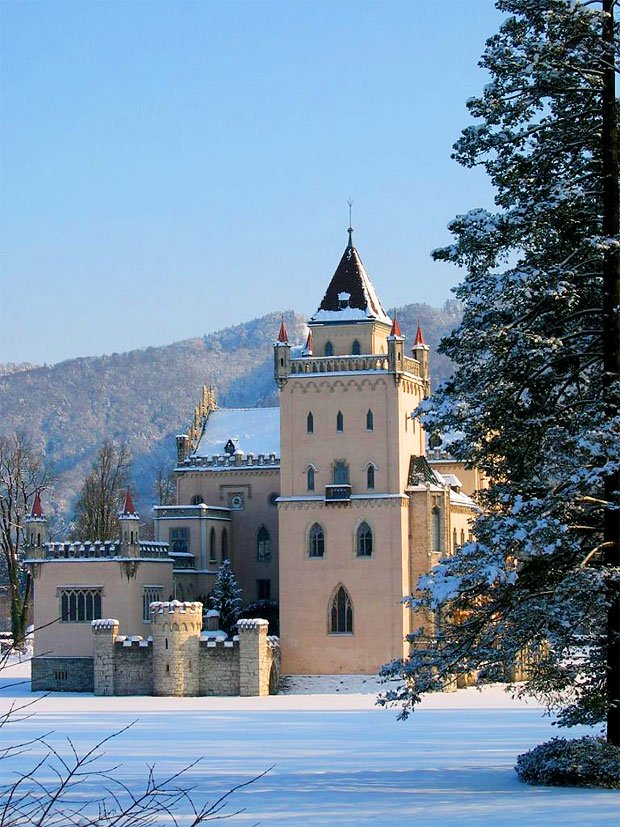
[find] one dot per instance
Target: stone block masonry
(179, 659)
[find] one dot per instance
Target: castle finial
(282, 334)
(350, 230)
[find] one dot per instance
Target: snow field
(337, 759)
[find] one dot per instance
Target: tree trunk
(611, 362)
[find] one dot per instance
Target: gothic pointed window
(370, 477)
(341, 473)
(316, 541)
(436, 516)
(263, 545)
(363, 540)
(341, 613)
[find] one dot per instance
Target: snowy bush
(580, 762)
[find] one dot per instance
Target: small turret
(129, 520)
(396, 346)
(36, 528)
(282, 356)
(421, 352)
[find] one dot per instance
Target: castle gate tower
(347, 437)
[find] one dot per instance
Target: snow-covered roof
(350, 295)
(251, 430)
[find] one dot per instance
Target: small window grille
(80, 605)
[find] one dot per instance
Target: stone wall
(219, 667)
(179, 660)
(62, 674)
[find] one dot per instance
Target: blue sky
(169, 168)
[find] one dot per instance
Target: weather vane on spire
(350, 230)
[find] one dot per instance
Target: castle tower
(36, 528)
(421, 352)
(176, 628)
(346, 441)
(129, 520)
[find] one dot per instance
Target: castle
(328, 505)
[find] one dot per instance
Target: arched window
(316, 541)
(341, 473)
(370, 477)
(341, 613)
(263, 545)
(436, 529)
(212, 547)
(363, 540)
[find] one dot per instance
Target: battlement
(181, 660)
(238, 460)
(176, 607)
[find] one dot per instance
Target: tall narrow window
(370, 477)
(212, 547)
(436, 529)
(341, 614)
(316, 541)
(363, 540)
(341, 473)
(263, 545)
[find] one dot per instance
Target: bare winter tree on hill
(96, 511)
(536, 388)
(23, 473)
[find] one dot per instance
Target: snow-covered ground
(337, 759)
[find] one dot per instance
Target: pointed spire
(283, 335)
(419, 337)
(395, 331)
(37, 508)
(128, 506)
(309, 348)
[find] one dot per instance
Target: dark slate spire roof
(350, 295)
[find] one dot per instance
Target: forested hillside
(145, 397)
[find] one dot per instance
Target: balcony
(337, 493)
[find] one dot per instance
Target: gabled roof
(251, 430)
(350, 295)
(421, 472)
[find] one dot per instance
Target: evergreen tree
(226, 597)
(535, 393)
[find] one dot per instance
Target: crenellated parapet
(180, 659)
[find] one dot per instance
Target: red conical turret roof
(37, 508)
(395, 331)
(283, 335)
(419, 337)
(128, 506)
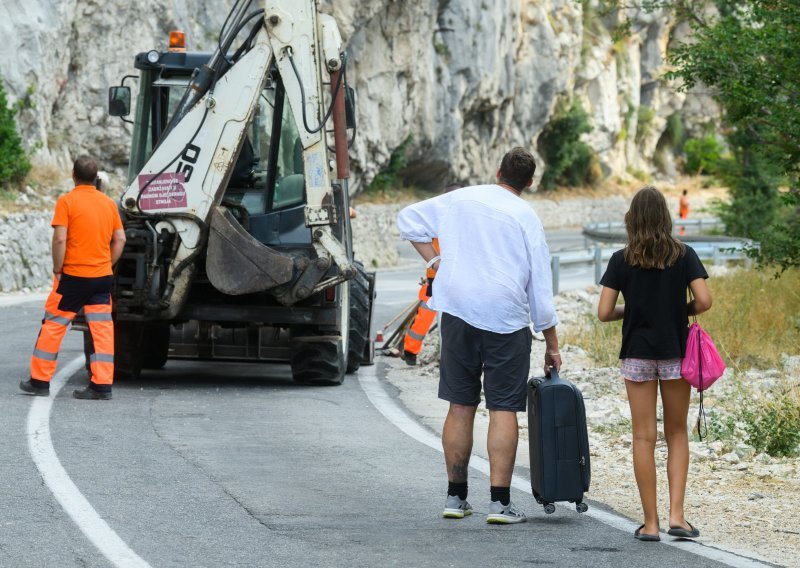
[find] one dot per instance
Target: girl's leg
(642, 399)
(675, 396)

# # # #

__WHAT YOU ARE ASKED TO DO__:
The data should be printed again unchanged; leave its pictures out.

__TASK OUTPUT__:
[find] one dot per instance
Target: stone block masonry
(179, 659)
[find] one dot per instance
Target: castle finial
(282, 334)
(350, 230)
[find] one dot per instance
Target: snow field
(337, 759)
[find] one dot per instance
Target: tree trunk
(611, 362)
[find] one dot per instance
Target: gothic pointed window
(370, 477)
(341, 473)
(316, 541)
(436, 516)
(263, 545)
(363, 540)
(341, 613)
[find] one dot per instance
Target: snowy bush
(580, 762)
[find] one dot per instance
Target: small turret
(129, 520)
(396, 346)
(36, 528)
(282, 356)
(421, 352)
[find] one dot per instance
Target: castle gate tower
(347, 437)
[find] one dot per instance
Target: snow-covered roof
(350, 295)
(251, 430)
[find] one dot per instance
Target: small window grille
(80, 605)
[find] one dot per instance
Target: stone wall
(219, 667)
(179, 660)
(62, 674)
[find] one dot per instance
Target: blue sky
(169, 168)
[find] one dot per instance
Target: weather vane on spire
(350, 230)
[find] one dot per instance
Target: castle tower
(36, 528)
(421, 352)
(176, 628)
(346, 441)
(129, 520)
[find] one dot per instance
Target: castle
(328, 505)
[find] one dot per instance
Target: arched window
(316, 541)
(341, 473)
(370, 477)
(341, 613)
(263, 545)
(436, 529)
(212, 547)
(363, 540)
[find] one dot per instance
Target: battlement
(181, 660)
(238, 460)
(176, 607)
[find] one dot per instance
Target: tall narrow window
(370, 477)
(212, 547)
(436, 529)
(341, 614)
(316, 541)
(363, 540)
(341, 473)
(263, 545)
[find] one dot per instance
Target: bare winter tree on hill
(96, 511)
(536, 388)
(23, 473)
[find] one dot per instance
Target: snow-covered ground
(337, 759)
[find] one dot per instance
Target: pointed spire
(283, 335)
(419, 337)
(395, 331)
(37, 508)
(128, 506)
(309, 348)
[find] one dot per instance
Target: dark slate spire roof
(350, 295)
[find] one dot per instance
Target: forested hillside
(145, 397)
[find] one dot per instance
Target: balcony
(337, 493)
[find] one dot per instance
Target: gabled roof
(251, 430)
(350, 295)
(421, 472)
[find] one dot per instance
Target: evergreen tree
(226, 597)
(535, 393)
[find] one dot per instance
Target: crenellated parapet
(180, 659)
[find] one dot per instance
Target: red conical turret roof
(37, 508)
(395, 331)
(283, 335)
(419, 337)
(128, 506)
[find] one dot per instance
Target: girl's leg
(642, 399)
(675, 396)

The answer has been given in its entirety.